━━━ Dataset content

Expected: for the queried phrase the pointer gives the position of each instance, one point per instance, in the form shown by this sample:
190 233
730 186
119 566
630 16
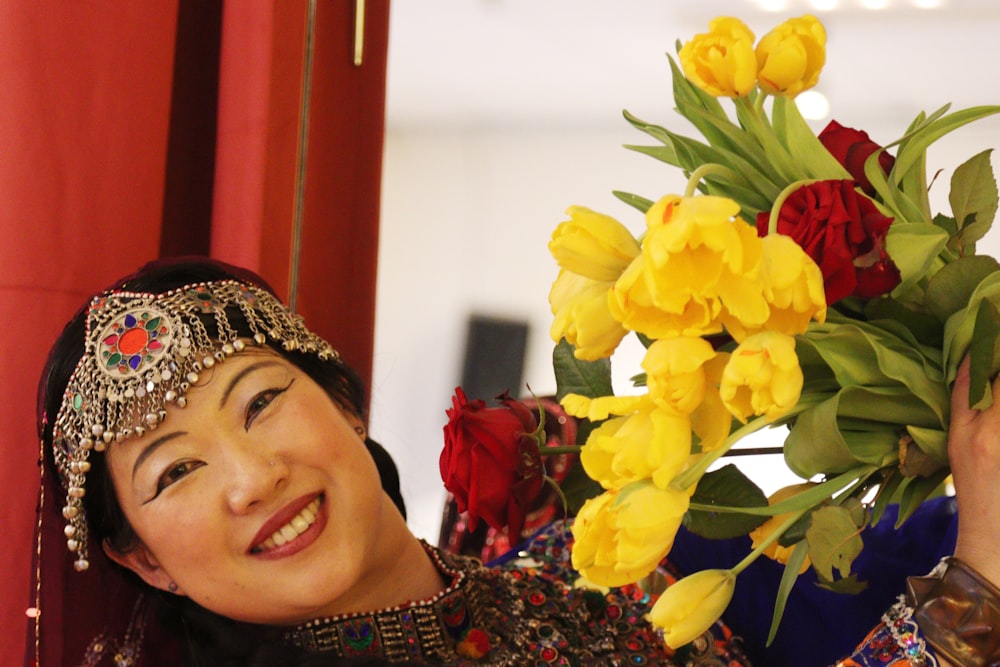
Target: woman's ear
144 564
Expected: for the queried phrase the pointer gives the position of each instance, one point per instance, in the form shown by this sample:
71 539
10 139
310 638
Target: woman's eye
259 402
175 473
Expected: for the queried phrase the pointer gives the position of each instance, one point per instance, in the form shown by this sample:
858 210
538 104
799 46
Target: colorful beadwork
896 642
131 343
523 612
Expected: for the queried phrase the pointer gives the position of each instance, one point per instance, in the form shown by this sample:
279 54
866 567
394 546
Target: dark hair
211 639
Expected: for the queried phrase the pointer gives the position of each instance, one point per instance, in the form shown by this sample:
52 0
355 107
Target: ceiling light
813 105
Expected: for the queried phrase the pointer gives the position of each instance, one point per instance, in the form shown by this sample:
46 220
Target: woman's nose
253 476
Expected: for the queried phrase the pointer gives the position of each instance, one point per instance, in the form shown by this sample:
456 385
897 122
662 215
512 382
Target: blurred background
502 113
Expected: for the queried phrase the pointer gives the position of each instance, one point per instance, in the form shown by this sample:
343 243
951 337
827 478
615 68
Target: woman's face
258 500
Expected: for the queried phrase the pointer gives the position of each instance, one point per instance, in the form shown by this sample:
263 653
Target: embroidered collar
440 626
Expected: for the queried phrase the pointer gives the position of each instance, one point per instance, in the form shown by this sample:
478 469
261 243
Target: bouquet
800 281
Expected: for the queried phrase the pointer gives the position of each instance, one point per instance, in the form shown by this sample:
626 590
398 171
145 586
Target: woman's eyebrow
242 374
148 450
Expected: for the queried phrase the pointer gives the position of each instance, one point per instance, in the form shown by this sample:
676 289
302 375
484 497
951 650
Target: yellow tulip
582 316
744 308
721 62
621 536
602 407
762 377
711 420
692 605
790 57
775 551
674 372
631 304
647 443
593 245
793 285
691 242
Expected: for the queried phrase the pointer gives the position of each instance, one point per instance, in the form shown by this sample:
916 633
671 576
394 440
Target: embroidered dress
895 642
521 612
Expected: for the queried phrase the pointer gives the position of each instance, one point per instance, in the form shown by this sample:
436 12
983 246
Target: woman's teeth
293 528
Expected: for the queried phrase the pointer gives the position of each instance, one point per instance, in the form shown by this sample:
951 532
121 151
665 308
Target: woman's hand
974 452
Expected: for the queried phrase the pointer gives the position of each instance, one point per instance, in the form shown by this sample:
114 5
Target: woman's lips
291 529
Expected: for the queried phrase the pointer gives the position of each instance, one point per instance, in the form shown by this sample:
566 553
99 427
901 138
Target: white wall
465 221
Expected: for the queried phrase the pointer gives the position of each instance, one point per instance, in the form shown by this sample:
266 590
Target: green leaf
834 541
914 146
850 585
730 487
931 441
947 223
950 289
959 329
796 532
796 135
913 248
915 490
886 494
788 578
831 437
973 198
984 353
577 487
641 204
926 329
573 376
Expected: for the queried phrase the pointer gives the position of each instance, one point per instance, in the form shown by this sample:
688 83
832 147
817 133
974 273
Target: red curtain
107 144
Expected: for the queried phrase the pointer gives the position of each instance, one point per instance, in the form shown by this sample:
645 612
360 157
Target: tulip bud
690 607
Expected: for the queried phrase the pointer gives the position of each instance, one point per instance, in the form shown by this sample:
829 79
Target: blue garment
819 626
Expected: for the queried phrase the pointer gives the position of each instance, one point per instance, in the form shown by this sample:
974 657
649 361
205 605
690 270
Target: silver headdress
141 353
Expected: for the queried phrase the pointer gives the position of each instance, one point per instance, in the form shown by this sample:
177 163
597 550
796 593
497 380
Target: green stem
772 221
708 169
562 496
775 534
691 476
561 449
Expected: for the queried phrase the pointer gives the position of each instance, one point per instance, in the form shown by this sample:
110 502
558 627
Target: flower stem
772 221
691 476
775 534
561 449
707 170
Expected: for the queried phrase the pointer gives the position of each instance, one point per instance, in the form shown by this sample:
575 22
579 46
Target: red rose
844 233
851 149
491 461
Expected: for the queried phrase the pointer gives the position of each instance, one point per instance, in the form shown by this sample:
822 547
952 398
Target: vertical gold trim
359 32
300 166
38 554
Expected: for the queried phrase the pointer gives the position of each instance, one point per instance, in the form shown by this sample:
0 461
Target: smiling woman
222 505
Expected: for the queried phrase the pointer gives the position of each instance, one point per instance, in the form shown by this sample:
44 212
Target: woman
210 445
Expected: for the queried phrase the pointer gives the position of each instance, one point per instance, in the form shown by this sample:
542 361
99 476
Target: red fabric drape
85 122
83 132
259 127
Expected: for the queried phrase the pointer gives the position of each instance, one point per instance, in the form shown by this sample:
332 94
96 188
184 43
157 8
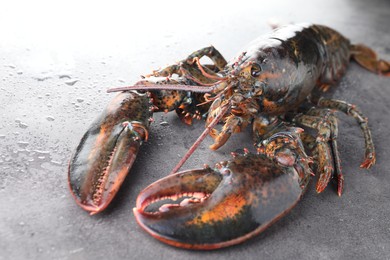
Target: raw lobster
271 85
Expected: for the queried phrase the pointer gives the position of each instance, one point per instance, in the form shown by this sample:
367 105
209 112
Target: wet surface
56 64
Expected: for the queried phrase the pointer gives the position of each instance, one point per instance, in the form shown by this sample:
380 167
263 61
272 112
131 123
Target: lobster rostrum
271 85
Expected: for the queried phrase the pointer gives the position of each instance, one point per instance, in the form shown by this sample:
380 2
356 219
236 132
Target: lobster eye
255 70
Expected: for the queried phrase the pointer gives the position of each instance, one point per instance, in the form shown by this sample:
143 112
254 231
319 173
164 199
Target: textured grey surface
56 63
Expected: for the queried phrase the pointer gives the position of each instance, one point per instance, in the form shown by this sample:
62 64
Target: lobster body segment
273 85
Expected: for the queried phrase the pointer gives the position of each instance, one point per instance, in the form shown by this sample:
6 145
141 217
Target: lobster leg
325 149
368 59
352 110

━━━━━━
━━━ Dataset content

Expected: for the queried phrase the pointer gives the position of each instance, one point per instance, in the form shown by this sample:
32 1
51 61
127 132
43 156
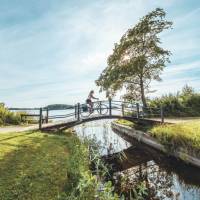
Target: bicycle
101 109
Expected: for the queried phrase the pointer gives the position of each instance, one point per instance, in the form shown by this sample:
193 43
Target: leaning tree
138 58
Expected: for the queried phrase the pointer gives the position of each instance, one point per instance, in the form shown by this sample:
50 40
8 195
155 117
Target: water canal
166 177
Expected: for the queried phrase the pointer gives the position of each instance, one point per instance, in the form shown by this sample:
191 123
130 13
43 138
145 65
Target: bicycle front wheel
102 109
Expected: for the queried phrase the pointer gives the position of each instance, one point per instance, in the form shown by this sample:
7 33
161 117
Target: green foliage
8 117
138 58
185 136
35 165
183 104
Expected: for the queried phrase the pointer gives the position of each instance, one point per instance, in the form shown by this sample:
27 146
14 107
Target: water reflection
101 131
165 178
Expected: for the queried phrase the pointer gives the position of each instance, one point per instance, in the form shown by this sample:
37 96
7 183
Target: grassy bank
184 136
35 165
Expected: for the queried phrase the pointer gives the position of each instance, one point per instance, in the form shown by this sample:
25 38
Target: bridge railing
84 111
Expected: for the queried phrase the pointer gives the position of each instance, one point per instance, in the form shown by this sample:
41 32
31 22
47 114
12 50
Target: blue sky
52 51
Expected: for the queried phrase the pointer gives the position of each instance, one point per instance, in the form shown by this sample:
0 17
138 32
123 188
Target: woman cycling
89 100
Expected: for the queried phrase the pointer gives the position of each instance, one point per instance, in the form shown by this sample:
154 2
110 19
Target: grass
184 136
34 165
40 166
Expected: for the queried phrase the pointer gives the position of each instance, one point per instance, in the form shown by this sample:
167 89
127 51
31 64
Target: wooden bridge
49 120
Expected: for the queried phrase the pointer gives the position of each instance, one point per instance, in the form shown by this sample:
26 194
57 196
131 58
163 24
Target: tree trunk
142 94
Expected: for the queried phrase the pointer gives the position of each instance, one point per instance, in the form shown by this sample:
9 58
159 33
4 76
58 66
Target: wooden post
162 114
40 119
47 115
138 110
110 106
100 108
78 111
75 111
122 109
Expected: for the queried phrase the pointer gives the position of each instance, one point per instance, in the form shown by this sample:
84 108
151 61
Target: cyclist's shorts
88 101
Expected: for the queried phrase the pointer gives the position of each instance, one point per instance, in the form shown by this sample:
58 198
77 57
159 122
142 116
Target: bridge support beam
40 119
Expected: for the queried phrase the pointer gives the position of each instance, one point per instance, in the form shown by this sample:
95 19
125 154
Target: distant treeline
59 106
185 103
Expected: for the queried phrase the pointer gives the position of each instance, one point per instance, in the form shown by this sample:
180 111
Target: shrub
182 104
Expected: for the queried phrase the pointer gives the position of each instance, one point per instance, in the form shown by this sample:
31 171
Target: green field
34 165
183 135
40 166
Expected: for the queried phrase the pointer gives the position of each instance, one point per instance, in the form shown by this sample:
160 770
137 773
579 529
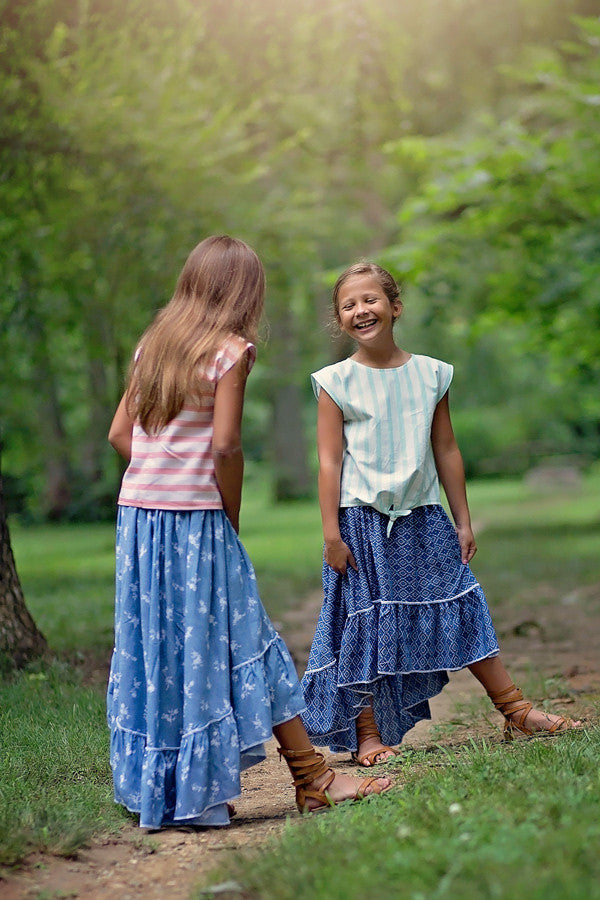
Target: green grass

━━━━━━
━━━ Dataset content

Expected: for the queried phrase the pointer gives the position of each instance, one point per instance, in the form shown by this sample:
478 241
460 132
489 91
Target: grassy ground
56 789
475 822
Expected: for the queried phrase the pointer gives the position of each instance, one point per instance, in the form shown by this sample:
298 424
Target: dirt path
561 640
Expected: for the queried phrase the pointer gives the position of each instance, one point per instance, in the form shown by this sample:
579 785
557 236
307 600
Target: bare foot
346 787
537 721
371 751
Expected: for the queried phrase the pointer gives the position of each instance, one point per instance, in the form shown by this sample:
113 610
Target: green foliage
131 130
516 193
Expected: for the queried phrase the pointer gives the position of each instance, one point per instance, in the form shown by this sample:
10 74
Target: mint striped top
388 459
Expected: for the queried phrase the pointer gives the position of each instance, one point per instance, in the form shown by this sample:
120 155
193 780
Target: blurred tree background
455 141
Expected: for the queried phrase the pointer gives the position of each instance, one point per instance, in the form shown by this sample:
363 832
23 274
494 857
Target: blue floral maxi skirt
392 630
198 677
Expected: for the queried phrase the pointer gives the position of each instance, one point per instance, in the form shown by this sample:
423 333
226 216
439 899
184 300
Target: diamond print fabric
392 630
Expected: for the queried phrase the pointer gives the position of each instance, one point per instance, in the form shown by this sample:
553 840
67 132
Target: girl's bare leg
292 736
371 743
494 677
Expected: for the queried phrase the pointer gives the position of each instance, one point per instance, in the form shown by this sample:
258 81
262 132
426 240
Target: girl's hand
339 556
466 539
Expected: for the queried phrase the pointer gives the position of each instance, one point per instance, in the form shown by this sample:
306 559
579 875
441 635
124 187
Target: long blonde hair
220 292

━━━━━━

▶ _Challenge_
Please pull out every line above that contains the word "hair". Case counts.

▶ _Output_
Target: dark hair
Target: long blonde hair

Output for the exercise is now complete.